* Begin *

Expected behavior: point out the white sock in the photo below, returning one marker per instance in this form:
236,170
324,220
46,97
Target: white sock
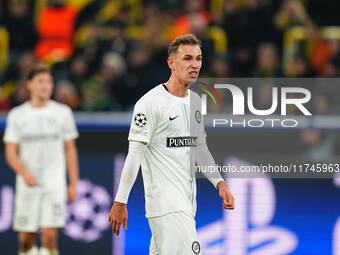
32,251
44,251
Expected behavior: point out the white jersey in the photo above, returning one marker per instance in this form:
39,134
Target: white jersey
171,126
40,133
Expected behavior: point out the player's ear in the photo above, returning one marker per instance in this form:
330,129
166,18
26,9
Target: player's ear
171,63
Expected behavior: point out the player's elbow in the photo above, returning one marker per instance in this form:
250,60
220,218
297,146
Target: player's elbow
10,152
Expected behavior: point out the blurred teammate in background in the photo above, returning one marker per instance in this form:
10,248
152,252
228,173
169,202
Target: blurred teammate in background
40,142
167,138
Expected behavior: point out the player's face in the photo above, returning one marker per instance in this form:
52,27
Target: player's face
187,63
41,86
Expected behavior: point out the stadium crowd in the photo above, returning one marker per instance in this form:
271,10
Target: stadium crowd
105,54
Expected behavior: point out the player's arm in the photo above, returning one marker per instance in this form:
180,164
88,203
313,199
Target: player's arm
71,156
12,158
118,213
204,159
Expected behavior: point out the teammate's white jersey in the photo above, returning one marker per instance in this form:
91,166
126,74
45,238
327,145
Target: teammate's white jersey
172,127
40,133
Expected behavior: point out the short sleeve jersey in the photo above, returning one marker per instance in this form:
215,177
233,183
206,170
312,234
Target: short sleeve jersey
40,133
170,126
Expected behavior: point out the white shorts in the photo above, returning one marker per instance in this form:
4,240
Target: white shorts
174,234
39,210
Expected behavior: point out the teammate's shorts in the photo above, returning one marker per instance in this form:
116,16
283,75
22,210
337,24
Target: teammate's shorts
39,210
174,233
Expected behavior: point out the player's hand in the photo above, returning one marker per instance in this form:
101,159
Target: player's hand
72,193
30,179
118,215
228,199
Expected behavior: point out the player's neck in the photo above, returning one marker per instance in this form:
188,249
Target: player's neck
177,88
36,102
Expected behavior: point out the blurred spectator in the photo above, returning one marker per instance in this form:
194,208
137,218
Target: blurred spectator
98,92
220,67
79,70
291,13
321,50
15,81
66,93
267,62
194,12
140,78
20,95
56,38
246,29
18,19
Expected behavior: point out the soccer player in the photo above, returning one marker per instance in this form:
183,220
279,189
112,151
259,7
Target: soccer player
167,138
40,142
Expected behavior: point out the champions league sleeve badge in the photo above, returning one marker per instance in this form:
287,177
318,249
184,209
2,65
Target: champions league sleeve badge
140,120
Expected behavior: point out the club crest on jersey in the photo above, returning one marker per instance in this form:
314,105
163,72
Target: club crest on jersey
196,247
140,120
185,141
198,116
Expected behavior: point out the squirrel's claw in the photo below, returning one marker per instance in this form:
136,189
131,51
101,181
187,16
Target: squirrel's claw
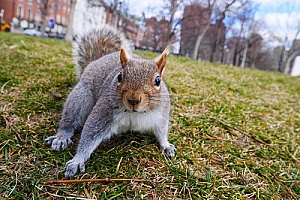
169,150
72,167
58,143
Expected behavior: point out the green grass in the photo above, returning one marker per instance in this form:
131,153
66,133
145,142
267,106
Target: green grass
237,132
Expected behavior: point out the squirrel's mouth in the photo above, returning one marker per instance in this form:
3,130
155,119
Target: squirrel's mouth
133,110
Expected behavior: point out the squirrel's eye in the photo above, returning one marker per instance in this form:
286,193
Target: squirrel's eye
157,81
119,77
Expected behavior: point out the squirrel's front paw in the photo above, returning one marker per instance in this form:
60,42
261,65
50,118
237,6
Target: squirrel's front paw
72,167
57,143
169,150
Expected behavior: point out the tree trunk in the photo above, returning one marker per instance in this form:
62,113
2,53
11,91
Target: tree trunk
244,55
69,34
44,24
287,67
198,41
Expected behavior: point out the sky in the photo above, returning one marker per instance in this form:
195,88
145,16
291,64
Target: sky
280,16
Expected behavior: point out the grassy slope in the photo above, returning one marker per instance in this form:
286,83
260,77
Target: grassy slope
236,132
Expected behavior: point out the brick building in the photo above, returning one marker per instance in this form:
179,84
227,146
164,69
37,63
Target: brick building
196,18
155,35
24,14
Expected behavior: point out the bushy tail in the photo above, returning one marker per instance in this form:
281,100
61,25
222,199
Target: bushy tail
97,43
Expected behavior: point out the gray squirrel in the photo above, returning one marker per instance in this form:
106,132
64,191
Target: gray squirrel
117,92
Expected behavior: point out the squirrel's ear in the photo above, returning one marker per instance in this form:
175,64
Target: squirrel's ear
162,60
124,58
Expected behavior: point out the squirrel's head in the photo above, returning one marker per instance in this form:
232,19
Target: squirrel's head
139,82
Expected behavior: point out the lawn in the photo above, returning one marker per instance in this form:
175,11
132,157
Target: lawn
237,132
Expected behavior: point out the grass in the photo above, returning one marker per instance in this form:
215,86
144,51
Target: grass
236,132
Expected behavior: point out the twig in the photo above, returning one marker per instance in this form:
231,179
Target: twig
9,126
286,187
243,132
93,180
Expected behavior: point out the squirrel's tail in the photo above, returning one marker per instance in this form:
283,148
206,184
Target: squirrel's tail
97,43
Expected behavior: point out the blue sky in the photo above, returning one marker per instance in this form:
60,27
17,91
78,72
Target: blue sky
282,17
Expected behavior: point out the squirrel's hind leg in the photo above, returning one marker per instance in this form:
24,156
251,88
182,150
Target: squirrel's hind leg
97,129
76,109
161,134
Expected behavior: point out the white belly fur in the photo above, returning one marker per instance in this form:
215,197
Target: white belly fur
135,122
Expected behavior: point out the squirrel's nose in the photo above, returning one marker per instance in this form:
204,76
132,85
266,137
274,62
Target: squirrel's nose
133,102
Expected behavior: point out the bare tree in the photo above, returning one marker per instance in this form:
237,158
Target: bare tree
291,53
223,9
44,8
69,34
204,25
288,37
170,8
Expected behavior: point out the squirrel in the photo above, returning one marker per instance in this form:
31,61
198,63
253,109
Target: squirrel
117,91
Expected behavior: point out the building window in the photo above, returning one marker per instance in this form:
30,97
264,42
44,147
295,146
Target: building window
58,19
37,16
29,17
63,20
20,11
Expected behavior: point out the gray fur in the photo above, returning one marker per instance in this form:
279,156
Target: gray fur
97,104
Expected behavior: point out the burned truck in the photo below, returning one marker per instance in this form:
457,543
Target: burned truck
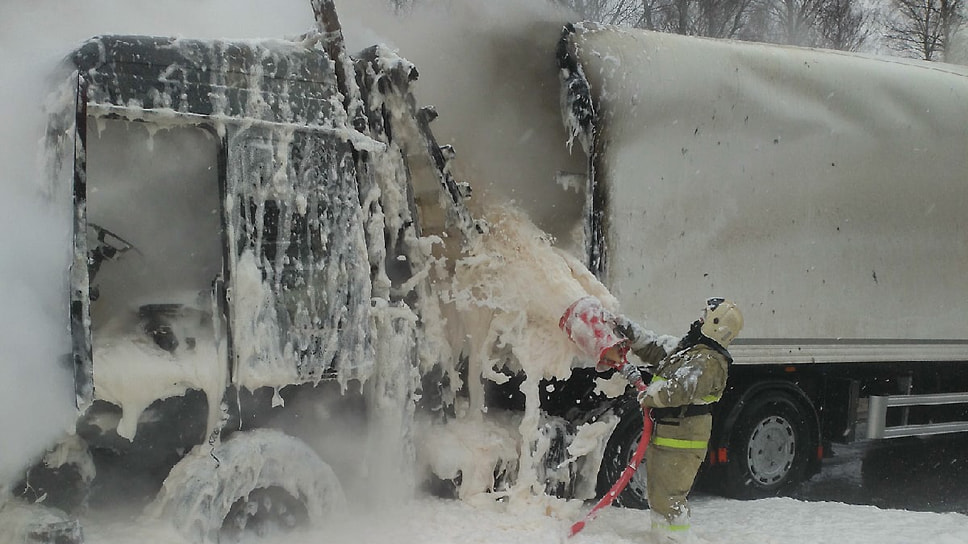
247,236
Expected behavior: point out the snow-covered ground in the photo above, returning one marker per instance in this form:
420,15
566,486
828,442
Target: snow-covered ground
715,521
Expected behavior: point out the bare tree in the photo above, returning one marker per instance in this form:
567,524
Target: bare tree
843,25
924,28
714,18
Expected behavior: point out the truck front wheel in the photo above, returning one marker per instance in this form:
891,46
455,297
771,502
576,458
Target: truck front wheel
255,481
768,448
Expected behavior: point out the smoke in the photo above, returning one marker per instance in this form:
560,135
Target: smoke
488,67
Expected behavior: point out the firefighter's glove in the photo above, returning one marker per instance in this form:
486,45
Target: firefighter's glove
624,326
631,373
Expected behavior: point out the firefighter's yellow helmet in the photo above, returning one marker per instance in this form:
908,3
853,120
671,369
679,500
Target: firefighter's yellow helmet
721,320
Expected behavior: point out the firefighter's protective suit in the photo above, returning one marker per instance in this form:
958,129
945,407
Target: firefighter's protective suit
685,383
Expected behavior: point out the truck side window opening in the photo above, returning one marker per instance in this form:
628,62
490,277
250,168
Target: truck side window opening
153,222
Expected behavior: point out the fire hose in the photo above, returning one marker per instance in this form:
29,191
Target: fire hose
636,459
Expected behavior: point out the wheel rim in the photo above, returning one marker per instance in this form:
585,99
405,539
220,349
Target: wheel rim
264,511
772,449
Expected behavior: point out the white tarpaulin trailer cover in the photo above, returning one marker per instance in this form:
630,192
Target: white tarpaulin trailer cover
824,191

* End *
* Begin *

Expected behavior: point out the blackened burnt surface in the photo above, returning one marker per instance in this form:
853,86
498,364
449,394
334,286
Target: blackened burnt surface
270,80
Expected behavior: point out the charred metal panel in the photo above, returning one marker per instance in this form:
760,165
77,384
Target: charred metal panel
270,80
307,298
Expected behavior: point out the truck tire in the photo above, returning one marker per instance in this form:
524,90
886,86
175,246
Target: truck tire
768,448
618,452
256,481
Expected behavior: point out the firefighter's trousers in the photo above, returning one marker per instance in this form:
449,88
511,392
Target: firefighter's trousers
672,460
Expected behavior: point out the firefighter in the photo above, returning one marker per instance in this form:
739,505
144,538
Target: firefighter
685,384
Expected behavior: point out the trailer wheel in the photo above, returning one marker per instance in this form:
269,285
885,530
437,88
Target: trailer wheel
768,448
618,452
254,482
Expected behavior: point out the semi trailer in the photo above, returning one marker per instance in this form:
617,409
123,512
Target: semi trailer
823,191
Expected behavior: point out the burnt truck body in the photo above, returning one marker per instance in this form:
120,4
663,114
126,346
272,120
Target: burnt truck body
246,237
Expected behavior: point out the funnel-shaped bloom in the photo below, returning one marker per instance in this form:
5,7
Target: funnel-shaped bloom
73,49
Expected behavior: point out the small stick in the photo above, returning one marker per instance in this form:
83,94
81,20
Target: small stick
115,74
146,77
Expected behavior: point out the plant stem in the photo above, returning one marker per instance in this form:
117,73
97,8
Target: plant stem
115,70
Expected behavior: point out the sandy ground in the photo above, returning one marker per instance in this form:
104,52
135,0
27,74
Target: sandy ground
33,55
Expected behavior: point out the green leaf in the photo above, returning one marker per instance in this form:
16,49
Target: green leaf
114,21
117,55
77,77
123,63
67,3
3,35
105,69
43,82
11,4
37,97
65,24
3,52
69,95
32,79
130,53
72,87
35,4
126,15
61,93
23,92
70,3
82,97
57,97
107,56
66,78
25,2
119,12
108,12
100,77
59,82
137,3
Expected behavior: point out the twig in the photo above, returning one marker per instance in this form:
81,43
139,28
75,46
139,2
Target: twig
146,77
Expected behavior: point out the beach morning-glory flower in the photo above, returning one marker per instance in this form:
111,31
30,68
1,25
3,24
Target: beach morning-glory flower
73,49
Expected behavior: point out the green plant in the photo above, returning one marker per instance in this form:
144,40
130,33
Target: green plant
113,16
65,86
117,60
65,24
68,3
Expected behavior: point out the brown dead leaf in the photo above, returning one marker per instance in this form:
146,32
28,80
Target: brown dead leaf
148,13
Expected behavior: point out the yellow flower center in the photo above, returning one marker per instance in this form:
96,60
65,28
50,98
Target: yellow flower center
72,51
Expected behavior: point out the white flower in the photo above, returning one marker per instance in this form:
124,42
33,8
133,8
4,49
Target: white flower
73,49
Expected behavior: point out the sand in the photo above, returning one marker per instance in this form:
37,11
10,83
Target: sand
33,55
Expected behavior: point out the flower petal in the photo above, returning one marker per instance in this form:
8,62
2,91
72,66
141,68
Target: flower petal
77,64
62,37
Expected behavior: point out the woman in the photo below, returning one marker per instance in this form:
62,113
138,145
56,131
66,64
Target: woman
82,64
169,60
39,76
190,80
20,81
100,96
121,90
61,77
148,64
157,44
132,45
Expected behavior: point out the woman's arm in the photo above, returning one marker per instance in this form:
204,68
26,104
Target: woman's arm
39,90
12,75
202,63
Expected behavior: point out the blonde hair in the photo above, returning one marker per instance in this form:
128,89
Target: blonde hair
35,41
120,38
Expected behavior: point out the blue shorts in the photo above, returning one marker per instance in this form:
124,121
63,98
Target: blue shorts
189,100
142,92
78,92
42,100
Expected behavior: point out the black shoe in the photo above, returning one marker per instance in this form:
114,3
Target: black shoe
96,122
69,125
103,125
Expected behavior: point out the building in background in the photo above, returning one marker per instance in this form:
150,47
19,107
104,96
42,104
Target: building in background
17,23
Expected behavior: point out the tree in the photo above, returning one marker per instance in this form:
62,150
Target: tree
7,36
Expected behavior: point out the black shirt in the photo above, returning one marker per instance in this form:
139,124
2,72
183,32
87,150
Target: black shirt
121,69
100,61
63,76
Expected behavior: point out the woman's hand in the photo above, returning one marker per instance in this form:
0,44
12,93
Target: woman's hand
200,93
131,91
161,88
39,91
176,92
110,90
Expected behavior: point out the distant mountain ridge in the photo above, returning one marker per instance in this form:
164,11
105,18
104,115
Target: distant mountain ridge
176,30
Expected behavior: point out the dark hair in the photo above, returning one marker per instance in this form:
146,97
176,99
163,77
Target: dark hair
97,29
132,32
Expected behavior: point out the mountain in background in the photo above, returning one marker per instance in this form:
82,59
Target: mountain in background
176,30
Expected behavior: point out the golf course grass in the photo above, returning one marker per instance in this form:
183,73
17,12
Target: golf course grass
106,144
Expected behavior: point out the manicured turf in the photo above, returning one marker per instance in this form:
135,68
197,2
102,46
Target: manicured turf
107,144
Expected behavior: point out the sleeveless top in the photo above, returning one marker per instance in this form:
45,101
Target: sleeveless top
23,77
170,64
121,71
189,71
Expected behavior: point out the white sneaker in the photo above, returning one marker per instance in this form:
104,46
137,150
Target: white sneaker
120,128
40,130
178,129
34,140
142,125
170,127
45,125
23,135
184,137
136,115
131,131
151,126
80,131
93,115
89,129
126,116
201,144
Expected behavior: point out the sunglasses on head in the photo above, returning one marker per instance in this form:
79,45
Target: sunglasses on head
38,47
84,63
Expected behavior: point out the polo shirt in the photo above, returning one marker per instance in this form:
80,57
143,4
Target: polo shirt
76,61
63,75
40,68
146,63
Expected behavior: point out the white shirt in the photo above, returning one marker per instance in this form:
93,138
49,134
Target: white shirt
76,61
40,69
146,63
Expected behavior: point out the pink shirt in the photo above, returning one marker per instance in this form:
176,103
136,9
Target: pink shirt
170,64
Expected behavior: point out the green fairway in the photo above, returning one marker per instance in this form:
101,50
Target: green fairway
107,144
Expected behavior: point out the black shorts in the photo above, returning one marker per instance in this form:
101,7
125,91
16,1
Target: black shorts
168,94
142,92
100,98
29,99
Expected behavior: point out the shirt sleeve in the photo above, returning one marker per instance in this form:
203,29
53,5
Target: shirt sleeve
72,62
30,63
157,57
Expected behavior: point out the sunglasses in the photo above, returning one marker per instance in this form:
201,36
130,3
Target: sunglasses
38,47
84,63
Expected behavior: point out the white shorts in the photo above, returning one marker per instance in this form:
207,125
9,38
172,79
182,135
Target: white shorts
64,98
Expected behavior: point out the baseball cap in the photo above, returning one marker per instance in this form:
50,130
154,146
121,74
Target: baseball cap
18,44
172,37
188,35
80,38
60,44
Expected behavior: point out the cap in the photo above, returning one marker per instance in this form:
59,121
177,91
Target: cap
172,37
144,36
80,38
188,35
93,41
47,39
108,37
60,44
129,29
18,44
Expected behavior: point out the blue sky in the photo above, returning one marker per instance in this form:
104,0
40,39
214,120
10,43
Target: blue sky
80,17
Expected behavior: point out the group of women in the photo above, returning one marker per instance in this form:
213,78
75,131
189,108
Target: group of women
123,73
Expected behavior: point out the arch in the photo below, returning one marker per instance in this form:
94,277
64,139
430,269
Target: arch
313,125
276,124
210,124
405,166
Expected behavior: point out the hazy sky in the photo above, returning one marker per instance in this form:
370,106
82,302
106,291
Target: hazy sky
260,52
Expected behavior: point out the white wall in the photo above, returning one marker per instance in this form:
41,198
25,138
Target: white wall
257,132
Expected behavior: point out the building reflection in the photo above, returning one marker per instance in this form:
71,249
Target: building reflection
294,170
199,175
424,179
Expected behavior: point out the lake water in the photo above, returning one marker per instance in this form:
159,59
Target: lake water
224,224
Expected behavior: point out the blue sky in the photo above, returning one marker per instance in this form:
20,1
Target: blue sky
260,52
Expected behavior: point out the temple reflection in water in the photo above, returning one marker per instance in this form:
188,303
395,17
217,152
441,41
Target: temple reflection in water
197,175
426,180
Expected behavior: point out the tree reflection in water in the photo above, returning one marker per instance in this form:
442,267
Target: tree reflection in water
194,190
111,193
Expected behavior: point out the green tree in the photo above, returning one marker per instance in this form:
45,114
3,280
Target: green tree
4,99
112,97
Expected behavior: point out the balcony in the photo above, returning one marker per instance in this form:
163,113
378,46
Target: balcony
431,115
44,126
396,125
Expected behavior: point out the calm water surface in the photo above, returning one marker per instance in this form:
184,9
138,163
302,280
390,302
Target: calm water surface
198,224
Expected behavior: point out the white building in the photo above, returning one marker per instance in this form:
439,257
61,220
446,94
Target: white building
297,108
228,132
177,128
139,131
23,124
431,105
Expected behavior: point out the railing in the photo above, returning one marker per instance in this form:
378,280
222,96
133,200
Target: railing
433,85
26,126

* End *
* Begin *

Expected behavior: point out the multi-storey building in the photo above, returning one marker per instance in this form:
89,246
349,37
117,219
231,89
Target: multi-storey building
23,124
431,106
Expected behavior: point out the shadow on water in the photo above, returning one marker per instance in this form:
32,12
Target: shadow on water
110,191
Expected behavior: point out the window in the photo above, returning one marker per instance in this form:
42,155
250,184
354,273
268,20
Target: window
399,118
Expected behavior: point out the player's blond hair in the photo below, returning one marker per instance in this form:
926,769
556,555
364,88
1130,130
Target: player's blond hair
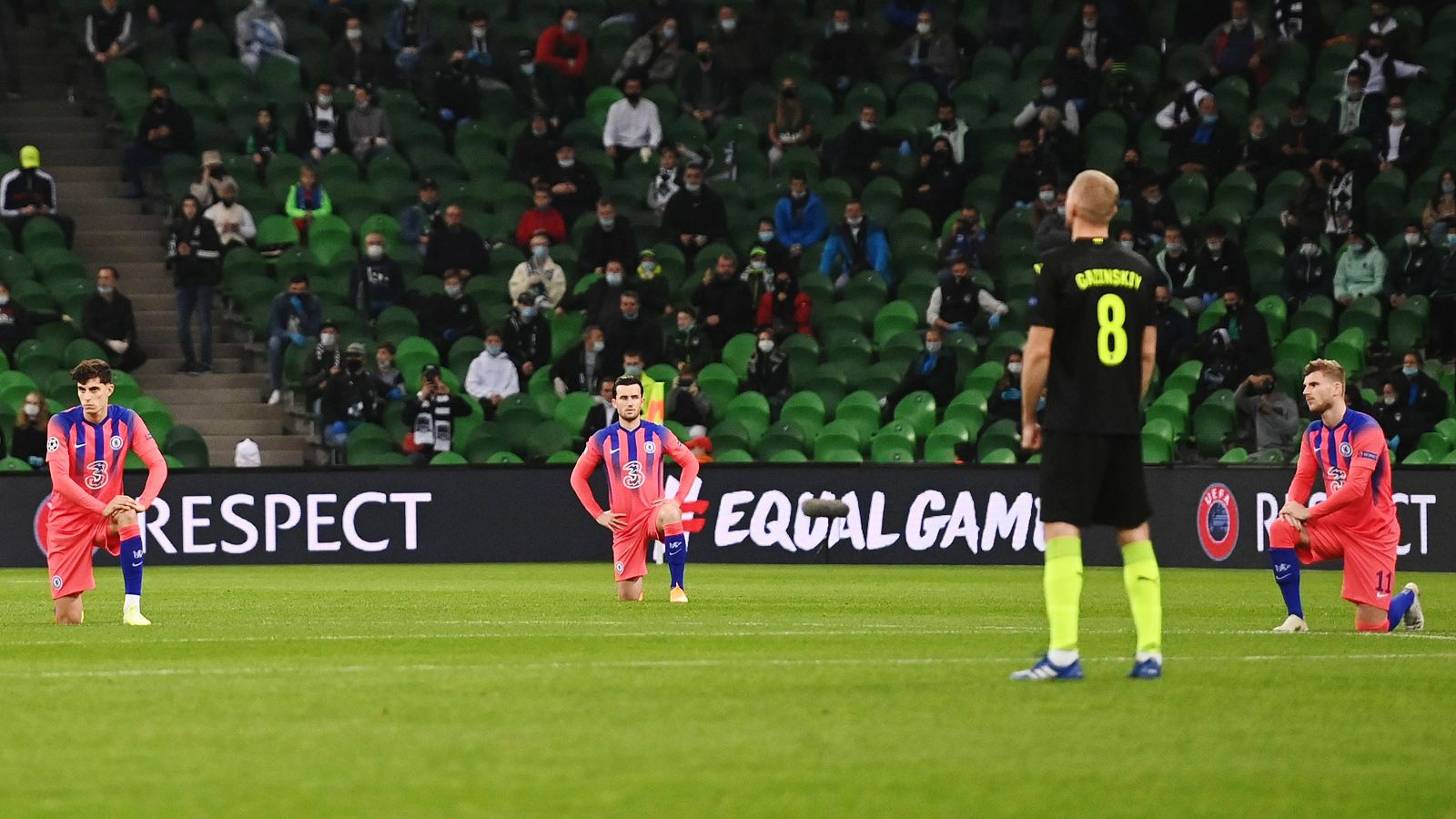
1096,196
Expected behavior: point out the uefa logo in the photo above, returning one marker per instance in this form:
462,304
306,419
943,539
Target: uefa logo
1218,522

* End *

= The problem =
Report every line of the records above that contains the string "shaped", copying each such line in full.

= Expected answer =
Expected behavior: point out the funnel-shaped bloom in the photo below, returning one marker per instance in this form:
Target: funnel-shaped bloom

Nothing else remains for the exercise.